» **EXERCISE INSTRUCTIONS**: Locate the line that contains "Locate every instance of the pavement". Print it and each following line through the end of the listing, verbatim, and nothing more.

Object pointing dataset rows
..............................
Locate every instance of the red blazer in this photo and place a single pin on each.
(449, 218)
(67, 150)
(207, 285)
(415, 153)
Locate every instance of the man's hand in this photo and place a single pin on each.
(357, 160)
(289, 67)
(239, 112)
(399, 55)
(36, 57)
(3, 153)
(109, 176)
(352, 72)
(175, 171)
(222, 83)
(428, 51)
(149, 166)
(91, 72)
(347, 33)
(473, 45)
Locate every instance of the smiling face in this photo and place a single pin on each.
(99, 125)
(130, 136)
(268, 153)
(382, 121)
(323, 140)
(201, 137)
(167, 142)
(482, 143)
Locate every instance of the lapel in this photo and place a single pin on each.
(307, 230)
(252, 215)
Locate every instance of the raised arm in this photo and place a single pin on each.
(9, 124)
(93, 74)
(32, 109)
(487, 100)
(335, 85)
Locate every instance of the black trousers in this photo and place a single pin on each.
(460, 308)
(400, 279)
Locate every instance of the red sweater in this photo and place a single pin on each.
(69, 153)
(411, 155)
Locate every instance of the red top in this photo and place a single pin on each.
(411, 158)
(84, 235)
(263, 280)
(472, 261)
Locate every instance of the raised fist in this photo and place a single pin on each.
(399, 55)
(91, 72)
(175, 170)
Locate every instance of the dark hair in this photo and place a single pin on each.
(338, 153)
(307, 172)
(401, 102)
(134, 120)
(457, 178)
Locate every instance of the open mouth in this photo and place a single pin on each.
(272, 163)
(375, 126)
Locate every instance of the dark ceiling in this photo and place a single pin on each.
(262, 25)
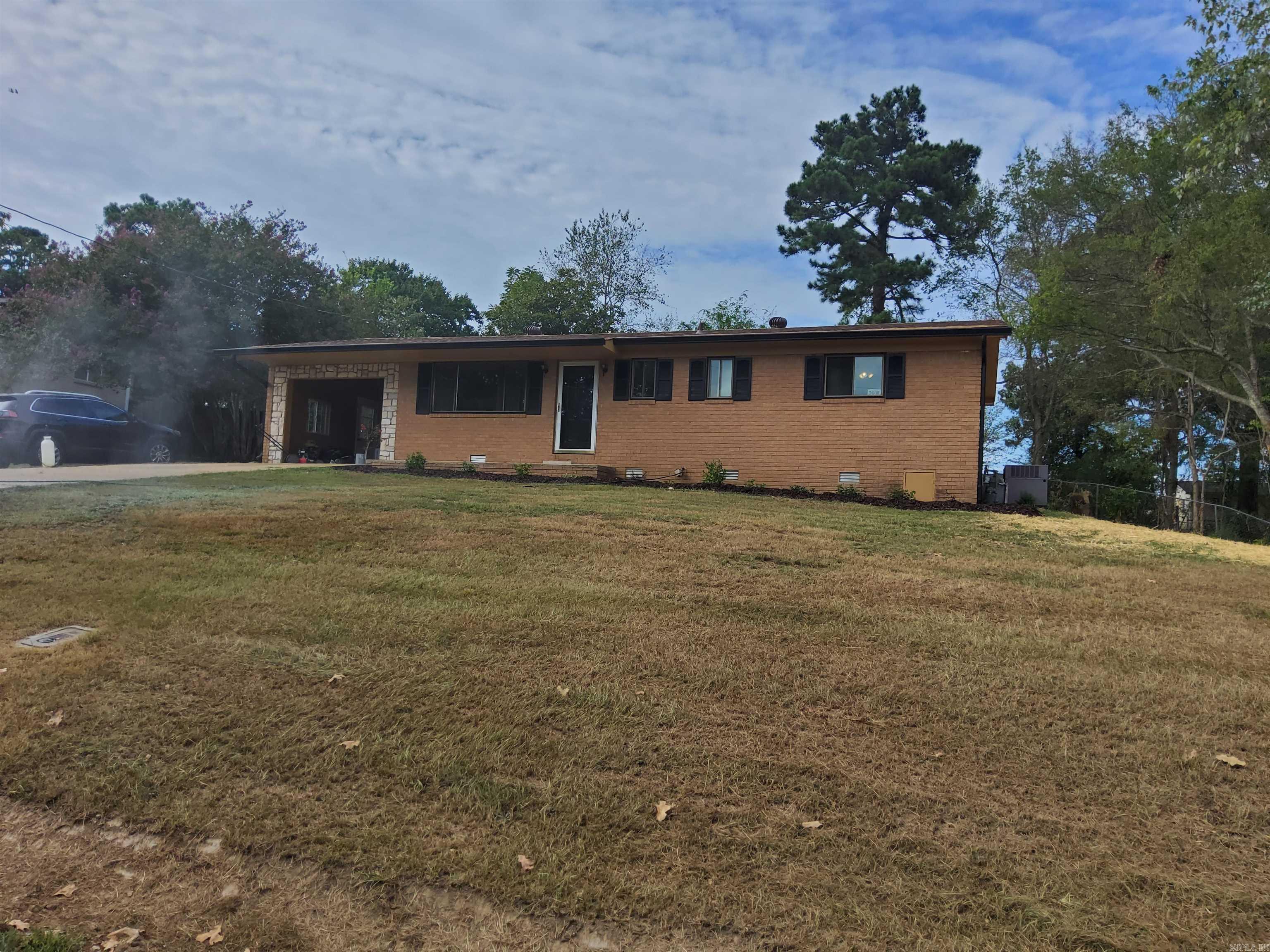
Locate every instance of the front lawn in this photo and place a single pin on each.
(991, 718)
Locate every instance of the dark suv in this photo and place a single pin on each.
(84, 429)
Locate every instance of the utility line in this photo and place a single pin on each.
(173, 268)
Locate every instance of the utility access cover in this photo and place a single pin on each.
(57, 636)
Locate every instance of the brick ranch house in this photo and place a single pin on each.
(873, 405)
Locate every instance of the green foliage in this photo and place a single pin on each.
(714, 474)
(615, 264)
(878, 181)
(563, 304)
(728, 314)
(388, 299)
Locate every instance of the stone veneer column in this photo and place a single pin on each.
(281, 375)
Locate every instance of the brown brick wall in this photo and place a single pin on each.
(775, 438)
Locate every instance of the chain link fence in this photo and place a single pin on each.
(1156, 511)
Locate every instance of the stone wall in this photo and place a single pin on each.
(279, 395)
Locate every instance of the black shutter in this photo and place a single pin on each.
(621, 380)
(696, 380)
(534, 388)
(895, 377)
(813, 378)
(741, 378)
(665, 378)
(423, 390)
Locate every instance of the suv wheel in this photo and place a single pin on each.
(59, 457)
(159, 452)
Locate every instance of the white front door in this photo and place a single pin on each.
(576, 407)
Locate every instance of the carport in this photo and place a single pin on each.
(331, 421)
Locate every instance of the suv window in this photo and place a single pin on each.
(103, 410)
(65, 407)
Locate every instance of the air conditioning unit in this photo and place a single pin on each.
(1027, 481)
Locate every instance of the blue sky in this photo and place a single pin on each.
(464, 138)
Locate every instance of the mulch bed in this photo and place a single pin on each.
(943, 505)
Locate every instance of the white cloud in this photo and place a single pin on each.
(464, 138)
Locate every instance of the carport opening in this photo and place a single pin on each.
(334, 419)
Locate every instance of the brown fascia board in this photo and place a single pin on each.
(864, 332)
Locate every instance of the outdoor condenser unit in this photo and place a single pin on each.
(1028, 481)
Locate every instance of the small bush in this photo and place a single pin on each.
(714, 474)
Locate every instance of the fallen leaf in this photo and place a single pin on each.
(211, 937)
(121, 938)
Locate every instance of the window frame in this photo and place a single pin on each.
(825, 377)
(502, 388)
(314, 421)
(630, 393)
(732, 377)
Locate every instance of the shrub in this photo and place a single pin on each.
(714, 474)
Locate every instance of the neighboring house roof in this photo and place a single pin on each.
(836, 332)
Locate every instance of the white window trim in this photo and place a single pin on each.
(595, 403)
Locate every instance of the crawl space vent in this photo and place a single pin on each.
(57, 636)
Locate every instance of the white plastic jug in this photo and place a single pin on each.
(48, 451)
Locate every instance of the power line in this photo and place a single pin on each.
(173, 268)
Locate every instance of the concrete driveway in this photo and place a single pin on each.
(112, 473)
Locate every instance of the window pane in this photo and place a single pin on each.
(513, 388)
(643, 380)
(837, 376)
(445, 381)
(478, 388)
(868, 377)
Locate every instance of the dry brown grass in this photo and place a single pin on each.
(990, 715)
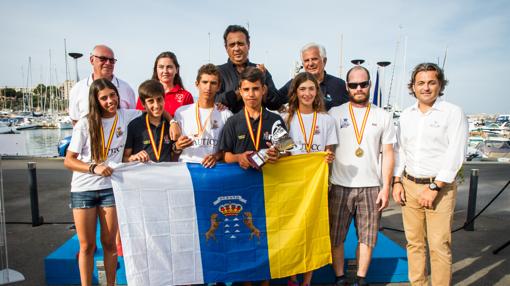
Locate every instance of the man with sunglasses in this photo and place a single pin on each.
(103, 63)
(313, 57)
(432, 138)
(359, 189)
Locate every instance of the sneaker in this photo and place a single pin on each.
(360, 281)
(340, 280)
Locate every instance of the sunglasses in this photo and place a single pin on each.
(104, 59)
(354, 85)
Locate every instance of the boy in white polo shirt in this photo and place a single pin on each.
(202, 122)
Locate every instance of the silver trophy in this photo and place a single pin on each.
(281, 142)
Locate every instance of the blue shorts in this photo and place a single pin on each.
(91, 199)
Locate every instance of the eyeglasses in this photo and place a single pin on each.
(105, 59)
(354, 85)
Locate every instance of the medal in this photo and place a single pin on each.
(201, 128)
(106, 148)
(359, 133)
(308, 144)
(256, 141)
(157, 152)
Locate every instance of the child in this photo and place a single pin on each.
(202, 122)
(311, 128)
(250, 129)
(97, 139)
(148, 135)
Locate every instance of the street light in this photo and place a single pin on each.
(76, 56)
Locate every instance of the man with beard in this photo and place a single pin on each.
(237, 45)
(358, 188)
(313, 58)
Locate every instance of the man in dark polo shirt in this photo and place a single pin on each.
(313, 57)
(148, 137)
(237, 45)
(251, 129)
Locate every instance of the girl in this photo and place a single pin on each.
(311, 128)
(97, 139)
(166, 71)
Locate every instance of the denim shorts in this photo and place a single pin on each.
(91, 199)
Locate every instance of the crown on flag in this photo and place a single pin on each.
(230, 209)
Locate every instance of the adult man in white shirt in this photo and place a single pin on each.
(103, 63)
(432, 139)
(201, 122)
(358, 188)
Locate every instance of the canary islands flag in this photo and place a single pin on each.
(184, 224)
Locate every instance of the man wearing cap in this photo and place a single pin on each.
(431, 148)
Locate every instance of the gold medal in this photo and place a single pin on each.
(359, 152)
(359, 133)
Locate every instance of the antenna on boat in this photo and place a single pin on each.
(76, 56)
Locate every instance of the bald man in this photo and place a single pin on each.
(103, 62)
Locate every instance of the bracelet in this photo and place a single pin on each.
(91, 168)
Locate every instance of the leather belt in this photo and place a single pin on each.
(419, 180)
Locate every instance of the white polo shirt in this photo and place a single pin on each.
(207, 143)
(79, 97)
(365, 171)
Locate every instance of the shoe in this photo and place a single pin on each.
(360, 281)
(340, 280)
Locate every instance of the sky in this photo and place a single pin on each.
(476, 35)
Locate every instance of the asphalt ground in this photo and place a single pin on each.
(474, 262)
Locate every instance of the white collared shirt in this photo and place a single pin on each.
(79, 97)
(431, 144)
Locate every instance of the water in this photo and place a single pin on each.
(44, 142)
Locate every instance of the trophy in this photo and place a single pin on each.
(281, 142)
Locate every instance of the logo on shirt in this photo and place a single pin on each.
(344, 123)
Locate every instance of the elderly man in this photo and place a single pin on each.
(313, 57)
(432, 139)
(237, 45)
(103, 63)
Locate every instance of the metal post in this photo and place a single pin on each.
(34, 198)
(473, 189)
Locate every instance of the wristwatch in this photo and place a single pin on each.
(434, 187)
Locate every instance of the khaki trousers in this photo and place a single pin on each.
(429, 226)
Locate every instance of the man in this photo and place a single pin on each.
(313, 57)
(202, 121)
(363, 131)
(237, 45)
(103, 63)
(432, 139)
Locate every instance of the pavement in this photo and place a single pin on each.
(474, 262)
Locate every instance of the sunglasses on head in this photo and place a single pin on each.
(104, 59)
(354, 85)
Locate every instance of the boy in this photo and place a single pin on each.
(202, 122)
(148, 137)
(251, 129)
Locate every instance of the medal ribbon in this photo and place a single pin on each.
(201, 128)
(106, 148)
(359, 134)
(308, 144)
(250, 128)
(157, 152)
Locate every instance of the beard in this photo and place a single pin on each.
(357, 99)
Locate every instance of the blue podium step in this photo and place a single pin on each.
(389, 263)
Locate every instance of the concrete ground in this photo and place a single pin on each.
(474, 263)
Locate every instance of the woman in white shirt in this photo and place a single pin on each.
(311, 128)
(98, 138)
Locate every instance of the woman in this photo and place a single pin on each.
..............................
» **FINAL ANSWER**:
Locate every instance of the pavement in this photo and place a single pin on each.
(474, 262)
Locate every instance of the sunglasses on head in this photo and place a single pin on each.
(104, 59)
(354, 85)
Locate every instance of the boy in this photo and place a single pin on each.
(202, 122)
(148, 137)
(251, 129)
Locate every instance of the medal ribbon in this photo and place a single pin on each.
(201, 128)
(106, 148)
(359, 134)
(308, 144)
(250, 128)
(157, 152)
Locate every instance of the beard in this photo and place a single pin on each.
(357, 99)
Locate every instance of the blue podium step in this photo and place a single pin on each.
(389, 263)
Locate every instance of the concrete ground in this photo and place a single pin on each.
(474, 263)
Locate every instance of the woman in white shirt in this photo and place a single pin on each.
(311, 128)
(98, 138)
Locate every instance of the woman in this photo and place a single pin on each.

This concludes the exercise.